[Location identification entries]
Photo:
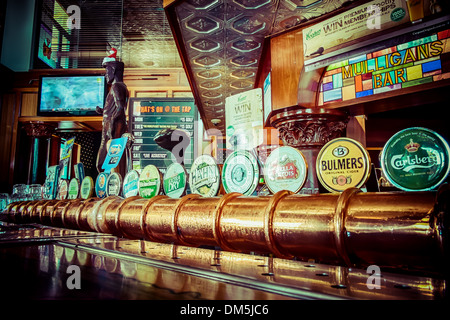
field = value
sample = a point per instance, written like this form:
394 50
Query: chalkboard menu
148 117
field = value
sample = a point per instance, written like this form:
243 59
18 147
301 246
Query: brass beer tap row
399 230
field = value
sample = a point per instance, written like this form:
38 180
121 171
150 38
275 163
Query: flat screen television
74 95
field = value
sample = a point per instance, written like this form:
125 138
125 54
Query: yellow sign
244 119
374 16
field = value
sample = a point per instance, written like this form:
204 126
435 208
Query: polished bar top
40 263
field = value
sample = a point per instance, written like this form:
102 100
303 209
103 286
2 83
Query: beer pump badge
240 173
285 169
74 189
101 185
149 182
175 180
87 187
130 184
205 177
343 163
114 184
416 159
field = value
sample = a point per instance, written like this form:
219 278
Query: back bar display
148 117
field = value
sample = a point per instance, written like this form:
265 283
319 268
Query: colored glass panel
337 80
332 95
431 66
405 65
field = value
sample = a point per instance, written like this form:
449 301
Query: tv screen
71 95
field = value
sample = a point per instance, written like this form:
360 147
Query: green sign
416 159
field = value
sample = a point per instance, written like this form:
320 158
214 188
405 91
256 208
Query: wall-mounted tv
71 95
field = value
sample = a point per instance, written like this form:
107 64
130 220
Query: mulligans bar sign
400 66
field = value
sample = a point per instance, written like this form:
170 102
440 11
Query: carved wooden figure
114 117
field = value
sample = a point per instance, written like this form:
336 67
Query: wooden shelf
91 123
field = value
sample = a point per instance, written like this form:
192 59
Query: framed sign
153 122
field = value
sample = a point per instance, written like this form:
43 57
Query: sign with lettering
398 66
343 163
147 117
328 35
244 119
416 159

[Problem statement]
Reproduce the material above in full and without alteration, but skip all pictures.

[The response]
Photo:
field = value
sample = a point per instance, written like this form:
394 50
Query: chalkboard menu
148 117
field = value
sample = a point per instance, written like this form:
243 59
18 147
301 246
Query: brass beer tap row
399 230
field = value
sample = a point per instance, written like this form:
38 180
121 171
150 38
275 163
Query: flat screen television
74 95
field = value
sample = a point per instance, written like this form:
125 138
125 54
Query: yellow sign
244 119
374 16
field = value
sample = a point per instance, written like this form:
204 126
435 208
Query: polished bar top
40 263
field = value
sample = a point per instance, written like this form:
102 100
303 209
103 286
2 83
Query: beer pump badge
240 173
285 169
74 189
101 185
149 182
175 180
87 187
130 184
205 177
343 163
114 184
416 159
field = value
sample = a point per instance, written like this form:
219 278
Query: back bar display
148 117
field = value
sample = a point per instance, written like this form:
265 283
319 268
Query: colored glass panel
337 80
332 95
431 66
405 65
field = value
sample = a point per instance, written like this form:
449 301
Query: tv screen
71 95
field = value
sample = a point per instance, written like this form:
360 147
Query: green sign
416 159
field = value
sample = a point per instance, written like this form:
320 158
214 188
405 91
256 208
Query: wall-mounted tv
71 95
field = value
sample = a point per instance, written like this form:
107 64
130 220
Query: mulligans bar sign
400 66
field = value
sample = a point per instance, written like this form:
170 102
440 11
Query: carved wooden figure
114 117
field = value
sample = a point per instance, written like this form:
336 67
Query: wooden shelf
91 123
field = value
sample = a point per instance, written like this form:
192 59
Query: framed sign
153 122
field = value
sample = a point per instance, written like this form:
43 57
Query: sign with lettering
398 66
343 163
147 117
328 35
244 119
416 159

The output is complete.